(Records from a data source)
◆ ◆ ◆ ◆ ◆

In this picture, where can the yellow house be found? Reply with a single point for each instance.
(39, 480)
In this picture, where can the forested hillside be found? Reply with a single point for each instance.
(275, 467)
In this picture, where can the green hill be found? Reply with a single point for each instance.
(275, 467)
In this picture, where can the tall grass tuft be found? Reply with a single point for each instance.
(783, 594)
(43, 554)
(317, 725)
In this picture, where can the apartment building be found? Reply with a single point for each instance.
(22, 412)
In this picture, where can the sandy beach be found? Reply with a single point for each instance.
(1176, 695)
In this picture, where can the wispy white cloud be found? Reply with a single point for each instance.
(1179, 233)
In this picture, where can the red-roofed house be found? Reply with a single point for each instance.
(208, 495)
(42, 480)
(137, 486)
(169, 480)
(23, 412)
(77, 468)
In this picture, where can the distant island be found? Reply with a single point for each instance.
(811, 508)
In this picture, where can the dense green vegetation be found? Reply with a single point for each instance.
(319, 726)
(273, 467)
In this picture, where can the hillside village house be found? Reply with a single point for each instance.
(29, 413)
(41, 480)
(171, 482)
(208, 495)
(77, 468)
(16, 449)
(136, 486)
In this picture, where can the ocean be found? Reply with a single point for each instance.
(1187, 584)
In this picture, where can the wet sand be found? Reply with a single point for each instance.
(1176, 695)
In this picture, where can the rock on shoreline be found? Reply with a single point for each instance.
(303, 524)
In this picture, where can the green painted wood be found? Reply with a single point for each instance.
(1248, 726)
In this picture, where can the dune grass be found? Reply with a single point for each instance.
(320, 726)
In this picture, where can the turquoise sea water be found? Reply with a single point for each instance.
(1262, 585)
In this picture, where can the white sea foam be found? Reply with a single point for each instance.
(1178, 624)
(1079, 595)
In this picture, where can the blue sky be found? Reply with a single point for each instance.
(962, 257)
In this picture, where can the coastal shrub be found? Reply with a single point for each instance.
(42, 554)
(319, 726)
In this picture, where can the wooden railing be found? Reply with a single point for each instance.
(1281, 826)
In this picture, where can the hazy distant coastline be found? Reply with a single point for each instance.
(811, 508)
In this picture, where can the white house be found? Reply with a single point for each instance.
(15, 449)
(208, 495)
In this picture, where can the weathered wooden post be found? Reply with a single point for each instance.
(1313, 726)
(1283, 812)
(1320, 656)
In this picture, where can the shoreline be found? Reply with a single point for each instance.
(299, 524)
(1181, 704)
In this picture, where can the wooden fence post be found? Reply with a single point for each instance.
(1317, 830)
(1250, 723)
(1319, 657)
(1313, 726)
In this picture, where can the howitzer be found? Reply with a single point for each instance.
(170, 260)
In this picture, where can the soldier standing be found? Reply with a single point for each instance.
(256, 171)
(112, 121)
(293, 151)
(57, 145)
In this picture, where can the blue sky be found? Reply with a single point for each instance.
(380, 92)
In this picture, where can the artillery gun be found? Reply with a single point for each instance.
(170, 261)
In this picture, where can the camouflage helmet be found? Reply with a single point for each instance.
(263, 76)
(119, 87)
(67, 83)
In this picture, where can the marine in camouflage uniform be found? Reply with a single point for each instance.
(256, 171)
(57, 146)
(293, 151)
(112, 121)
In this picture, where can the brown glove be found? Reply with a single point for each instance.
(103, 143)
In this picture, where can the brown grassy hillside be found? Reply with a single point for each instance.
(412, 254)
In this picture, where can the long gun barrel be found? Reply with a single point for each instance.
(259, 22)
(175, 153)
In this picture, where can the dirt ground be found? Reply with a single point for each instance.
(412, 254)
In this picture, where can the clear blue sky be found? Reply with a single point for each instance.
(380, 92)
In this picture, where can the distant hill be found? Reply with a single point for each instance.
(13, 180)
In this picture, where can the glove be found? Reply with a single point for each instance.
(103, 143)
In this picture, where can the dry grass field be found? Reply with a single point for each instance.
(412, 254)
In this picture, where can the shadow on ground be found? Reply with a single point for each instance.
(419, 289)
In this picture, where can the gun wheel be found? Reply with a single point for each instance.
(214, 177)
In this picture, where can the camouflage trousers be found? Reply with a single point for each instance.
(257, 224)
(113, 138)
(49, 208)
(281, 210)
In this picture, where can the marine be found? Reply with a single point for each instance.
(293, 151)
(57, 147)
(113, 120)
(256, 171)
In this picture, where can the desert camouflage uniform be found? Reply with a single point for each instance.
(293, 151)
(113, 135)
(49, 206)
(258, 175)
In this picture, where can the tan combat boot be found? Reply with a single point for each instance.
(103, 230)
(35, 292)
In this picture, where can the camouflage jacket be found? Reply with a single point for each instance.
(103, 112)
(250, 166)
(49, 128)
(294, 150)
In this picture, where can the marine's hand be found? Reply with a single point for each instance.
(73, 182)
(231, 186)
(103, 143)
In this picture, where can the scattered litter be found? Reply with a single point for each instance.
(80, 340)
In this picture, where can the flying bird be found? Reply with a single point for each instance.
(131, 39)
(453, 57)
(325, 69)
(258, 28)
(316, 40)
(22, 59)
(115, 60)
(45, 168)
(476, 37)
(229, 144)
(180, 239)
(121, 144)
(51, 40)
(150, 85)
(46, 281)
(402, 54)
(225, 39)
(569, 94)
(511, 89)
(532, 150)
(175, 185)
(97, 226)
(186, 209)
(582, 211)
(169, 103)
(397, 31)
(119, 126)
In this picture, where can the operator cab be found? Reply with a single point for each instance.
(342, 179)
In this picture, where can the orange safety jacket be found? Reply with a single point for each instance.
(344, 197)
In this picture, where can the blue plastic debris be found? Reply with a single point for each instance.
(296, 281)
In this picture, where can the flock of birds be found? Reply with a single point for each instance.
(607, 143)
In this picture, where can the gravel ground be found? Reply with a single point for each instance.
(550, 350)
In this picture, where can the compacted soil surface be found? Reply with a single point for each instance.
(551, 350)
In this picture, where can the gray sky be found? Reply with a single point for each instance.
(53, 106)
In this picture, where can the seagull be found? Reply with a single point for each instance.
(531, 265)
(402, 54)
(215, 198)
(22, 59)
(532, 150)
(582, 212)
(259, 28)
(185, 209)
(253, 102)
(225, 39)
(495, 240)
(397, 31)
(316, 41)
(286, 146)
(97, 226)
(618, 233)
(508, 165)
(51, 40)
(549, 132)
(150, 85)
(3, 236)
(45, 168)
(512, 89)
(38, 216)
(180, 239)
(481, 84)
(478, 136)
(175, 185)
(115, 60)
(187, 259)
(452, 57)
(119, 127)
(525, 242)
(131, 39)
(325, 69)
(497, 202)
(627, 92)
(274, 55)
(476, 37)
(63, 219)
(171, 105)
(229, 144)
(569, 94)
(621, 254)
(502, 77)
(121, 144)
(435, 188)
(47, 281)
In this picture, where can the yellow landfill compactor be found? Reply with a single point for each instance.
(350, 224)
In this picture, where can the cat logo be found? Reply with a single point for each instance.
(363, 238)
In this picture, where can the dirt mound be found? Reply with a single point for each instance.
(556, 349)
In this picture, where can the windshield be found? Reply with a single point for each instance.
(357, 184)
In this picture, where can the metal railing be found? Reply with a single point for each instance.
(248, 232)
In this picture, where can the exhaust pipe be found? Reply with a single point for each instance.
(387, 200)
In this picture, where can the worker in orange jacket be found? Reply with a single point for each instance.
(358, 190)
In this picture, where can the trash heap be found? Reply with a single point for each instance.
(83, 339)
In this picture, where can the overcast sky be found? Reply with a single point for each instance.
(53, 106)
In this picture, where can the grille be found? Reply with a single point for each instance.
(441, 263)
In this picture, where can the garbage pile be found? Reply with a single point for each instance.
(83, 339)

◆ ◆ ◆ ◆ ◆

• **WHAT IS EXPECTED**
The records above must be transcribed line for line, exactly.

• **TASK OUTPUT**
In this picture, where can the yellow house be found? Reply with a single point for each instance.
(39, 480)
In this picture, where can the forested hillside be found? Reply with a single point for each instance.
(275, 467)
In this picture, where can the green hill be found? Reply with a single point for each instance.
(275, 467)
In this picture, where can the tall grass tuft be found? Reply with a single point for each instance.
(783, 594)
(43, 554)
(317, 725)
In this picture, where can the apartment building be found? Reply with a single point for each instance.
(22, 412)
In this picture, where can the sandy beach be found? Reply with a single point for each instance.
(1176, 695)
In this picture, where can the wispy white cloud be found? Reply with a single point for each instance.
(1179, 233)
In this picture, where can the red-roofed house be found? Reply with a single point for each instance.
(208, 495)
(42, 480)
(137, 486)
(169, 480)
(23, 412)
(77, 468)
In this picture, where can the distant island be found? Reply with a single point for each instance.
(811, 508)
In this picture, where can the dense green vegetation be found? Reply with a single point for each instance.
(319, 726)
(273, 467)
In this picture, where can the hillside village house be found? Reply with a single point for each instance.
(29, 413)
(41, 480)
(171, 482)
(208, 495)
(77, 468)
(16, 449)
(136, 486)
In this picture, where can the ocean be found? Reply with a single point for each instance.
(1187, 584)
In this picture, where can the wet sand be found? Reply with a single point for each instance.
(1176, 695)
In this picture, where can the rock on shoreline be found? Reply with a single point for each instance.
(303, 524)
In this picture, where can the green painted wood be found? Reply with a single point for each instance.
(1248, 726)
In this picture, where can the dune grass be found? Reply with a single point for each instance.
(320, 726)
In this picture, where can the turquoise sea water be found? Reply with a single point for each instance.
(1262, 585)
In this picture, where can the white sea foam be found? Reply with a single point for each instance.
(1178, 624)
(1079, 595)
In this picture, where can the blue sky be found? Reply with a single point for each instance.
(962, 257)
In this picture, where can the coastal shrub be found? Reply with a single point for each instance.
(42, 554)
(319, 726)
In this picture, where can the wooden railing be found? Reply with a single point for each instance.
(1281, 826)
In this picture, where can the hazy distant coastline be found? Reply with a single point for each instance.
(811, 508)
In this picture, where can the white house be found? Reply with a single point for each instance.
(15, 449)
(208, 495)
In this picture, where can the weathered wooden post be found? Reply with a single point for each instance.
(1313, 726)
(1283, 812)
(1320, 656)
In this picture, where can the shoreline be found? Reply with a single point for each instance.
(299, 524)
(1181, 704)
In this picture, where can the wooden fence post be found? Reply with a single point for each instance.
(1317, 830)
(1250, 723)
(1319, 657)
(1313, 726)
In this picture, where can the howitzer be found? Reply with a single point for each instance.
(170, 260)
In this picture, where can the soldier standing be found? Reply with a single point for each instance.
(256, 171)
(112, 121)
(293, 151)
(57, 145)
In this picture, where can the blue sky be found? Reply with a single point for each instance.
(380, 92)
In this picture, where can the artillery gun be found? Reply with a single point for each instance.
(170, 261)
In this picture, where can the camouflage helmet be found? Reply with a single point for each instance.
(263, 76)
(119, 87)
(67, 83)
In this picture, where can the marine in camouflage uniform be found? Reply with a single point for each instance.
(256, 171)
(57, 146)
(293, 151)
(112, 121)
In this picture, where can the brown glove be found? Reply with a single point for each instance.
(103, 143)
In this picture, where can the brown grassy hillside be found? Reply with a single point for each instance.
(412, 254)
In this picture, where can the long gun barrel be found? Reply with a single point for each instance.
(259, 22)
(175, 153)
In this picture, where can the dirt ground be found? Reply with a single point for each instance.
(412, 254)
In this picture, where can the clear blue sky be found? Reply with a single point for each instance.
(380, 92)
In this picture, where can the distant hill be found? Reply with a single point for each instance.
(13, 180)
In this picture, where can the glove be found? Reply with a single point for each instance.
(103, 143)
In this picture, where can the dry grass field be found? Reply with a single point for each instance.
(412, 254)
In this picture, where can the shadow on ground be found? Reply with a single point for each instance.
(419, 289)
In this picture, where can the gun wheel be found? Reply with a single point for each instance.
(214, 177)
In this picture, where can the camouflage trousers be found? Reply with a single point for each instance.
(257, 224)
(113, 138)
(49, 208)
(281, 210)
In this picture, where can the marine be found? Reply with a single point for each instance.
(293, 151)
(57, 147)
(113, 120)
(256, 171)
In this picture, where can the desert camouflage uniform be found? Reply with a single point for each instance.
(293, 151)
(113, 135)
(49, 206)
(258, 175)
In this picture, where can the tan combat boot be found? Reply with a single point for each instance.
(103, 230)
(35, 292)
In this picture, where can the camouflage jacket be found? Reply with a single point for each instance.
(103, 112)
(250, 166)
(49, 128)
(294, 150)
In this picture, where can the marine's hand be found? Reply with a single point for each instance.
(73, 182)
(231, 186)
(103, 143)
In this picture, where can the scattered litter be found? Reply with a single point for each instance.
(80, 340)
In this picture, where can the flying bird be found? Reply with a single point for each instance.
(131, 39)
(453, 57)
(325, 69)
(258, 28)
(316, 40)
(22, 59)
(115, 60)
(45, 168)
(476, 37)
(229, 144)
(180, 239)
(121, 144)
(51, 40)
(150, 85)
(46, 281)
(402, 54)
(225, 39)
(569, 94)
(511, 89)
(532, 150)
(175, 185)
(97, 226)
(186, 209)
(582, 211)
(169, 103)
(397, 31)
(119, 126)
In this picture, where can the operator cab be found? Reply with a single point for each instance.
(342, 179)
In this picture, where can the orange safety jacket be found? Reply with a single point for each instance.
(344, 197)
In this picture, where can the blue plastic debris be found? Reply with a single point for each instance.
(296, 281)
In this picture, where can the flock of birds be found? Reply with a single point for each instance.
(607, 143)
In this picture, where can the gravel ground be found? Reply with a single point for each instance.
(550, 350)
In this picture, where can the compacted soil surface be found? Reply with a single point for each instance.
(551, 350)
In this picture, where can the gray sky be found? Reply with a single point for each instance.
(53, 106)
In this picture, where can the seagull be found? Reply with a single point for each instance.
(531, 265)
(402, 54)
(215, 198)
(22, 59)
(532, 150)
(582, 212)
(259, 28)
(185, 209)
(253, 102)
(225, 39)
(495, 240)
(397, 31)
(316, 41)
(286, 146)
(97, 226)
(618, 233)
(508, 165)
(51, 40)
(549, 132)
(150, 85)
(3, 236)
(45, 168)
(512, 89)
(38, 216)
(180, 239)
(481, 84)
(478, 136)
(175, 185)
(115, 60)
(187, 259)
(452, 57)
(119, 127)
(525, 242)
(131, 39)
(325, 69)
(497, 202)
(627, 92)
(274, 55)
(476, 37)
(63, 219)
(171, 105)
(229, 144)
(569, 94)
(621, 254)
(502, 77)
(121, 144)
(435, 188)
(47, 281)
In this picture, where can the yellow landfill compactor be found? Reply with a single point for each instance.
(350, 224)
In this picture, where can the cat logo be found? Reply with a single point for each instance.
(363, 238)
In this picture, where can the dirt mound be found? Reply with a single point for each instance.
(556, 349)
In this picture, where can the windshield be found? Reply with a single point for each instance.
(357, 184)
In this picture, where can the metal railing be found? Reply with a single point for each instance.
(248, 232)
In this picture, where can the exhaust pipe be found? Reply with a single point for each instance.
(387, 200)
In this picture, where can the worker in orange jacket be found? Reply with a single point for each instance.
(358, 190)
In this picture, where can the trash heap be found? Reply with a single point for each instance.
(83, 339)
In this picture, where can the overcast sky be found? Reply with a single point for each instance.
(53, 106)
In this picture, where can the grille be found? Reply with a single point for each instance.
(441, 263)
In this picture, where can the garbage pile be found? Reply with a single point for each instance.
(83, 339)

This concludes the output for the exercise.